(Dataset entries):
#####
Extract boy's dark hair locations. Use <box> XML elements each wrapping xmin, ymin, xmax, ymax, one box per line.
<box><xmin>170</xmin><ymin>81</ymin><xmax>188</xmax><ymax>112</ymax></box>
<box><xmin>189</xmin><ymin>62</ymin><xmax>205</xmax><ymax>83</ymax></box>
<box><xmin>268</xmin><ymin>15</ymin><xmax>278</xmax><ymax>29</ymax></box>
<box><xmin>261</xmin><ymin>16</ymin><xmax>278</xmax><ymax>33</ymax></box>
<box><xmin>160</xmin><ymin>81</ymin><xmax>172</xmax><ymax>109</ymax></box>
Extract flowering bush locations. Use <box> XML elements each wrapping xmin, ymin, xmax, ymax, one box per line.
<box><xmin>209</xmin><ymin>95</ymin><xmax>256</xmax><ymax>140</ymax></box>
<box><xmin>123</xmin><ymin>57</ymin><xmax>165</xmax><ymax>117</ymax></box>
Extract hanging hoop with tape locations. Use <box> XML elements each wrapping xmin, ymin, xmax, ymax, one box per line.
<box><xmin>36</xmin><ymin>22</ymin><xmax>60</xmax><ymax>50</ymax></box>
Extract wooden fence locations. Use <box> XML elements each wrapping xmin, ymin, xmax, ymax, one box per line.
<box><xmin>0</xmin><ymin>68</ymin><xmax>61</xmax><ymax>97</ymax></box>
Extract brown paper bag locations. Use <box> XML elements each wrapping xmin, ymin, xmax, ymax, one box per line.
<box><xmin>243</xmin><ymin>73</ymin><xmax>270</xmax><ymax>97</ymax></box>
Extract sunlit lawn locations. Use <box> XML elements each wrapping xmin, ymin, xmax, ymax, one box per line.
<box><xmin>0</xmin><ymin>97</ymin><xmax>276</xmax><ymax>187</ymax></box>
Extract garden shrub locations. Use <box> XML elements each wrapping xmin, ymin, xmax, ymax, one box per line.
#####
(Task directions): Every piece of the data is to be set down again exactly.

(Response box):
Extract boy's dark hair locations. Use <box> XML elements each wrapping xmin, ymin, xmax, ymax, one box per line.
<box><xmin>170</xmin><ymin>81</ymin><xmax>188</xmax><ymax>112</ymax></box>
<box><xmin>189</xmin><ymin>62</ymin><xmax>205</xmax><ymax>83</ymax></box>
<box><xmin>268</xmin><ymin>15</ymin><xmax>278</xmax><ymax>29</ymax></box>
<box><xmin>261</xmin><ymin>16</ymin><xmax>278</xmax><ymax>33</ymax></box>
<box><xmin>160</xmin><ymin>81</ymin><xmax>172</xmax><ymax>109</ymax></box>
Extract flowering bush locations. Use <box> XML elements each wrapping xmin, ymin, xmax, ymax, one box per line.
<box><xmin>209</xmin><ymin>95</ymin><xmax>256</xmax><ymax>140</ymax></box>
<box><xmin>123</xmin><ymin>57</ymin><xmax>165</xmax><ymax>117</ymax></box>
Extract hanging hoop with tape locations. Use <box> XML elements each wrapping xmin, ymin, xmax, ymax, one box per line.
<box><xmin>36</xmin><ymin>22</ymin><xmax>60</xmax><ymax>50</ymax></box>
Extract wooden fence locations. Use <box> XML elements each wrapping xmin, ymin, xmax, ymax, one box per line.
<box><xmin>0</xmin><ymin>68</ymin><xmax>61</xmax><ymax>97</ymax></box>
Extract brown paper bag locations. Use <box> XML elements each wrapping xmin, ymin, xmax, ymax, one box per line.
<box><xmin>243</xmin><ymin>73</ymin><xmax>270</xmax><ymax>97</ymax></box>
Extract sunlit lawn locations. Use <box> XML elements each wrapping xmin, ymin, xmax, ymax, one box per line.
<box><xmin>0</xmin><ymin>97</ymin><xmax>276</xmax><ymax>187</ymax></box>
Extract garden shrub locations. Use <box> XML elements each wrapping xmin, ymin, xmax, ymax, one box per line.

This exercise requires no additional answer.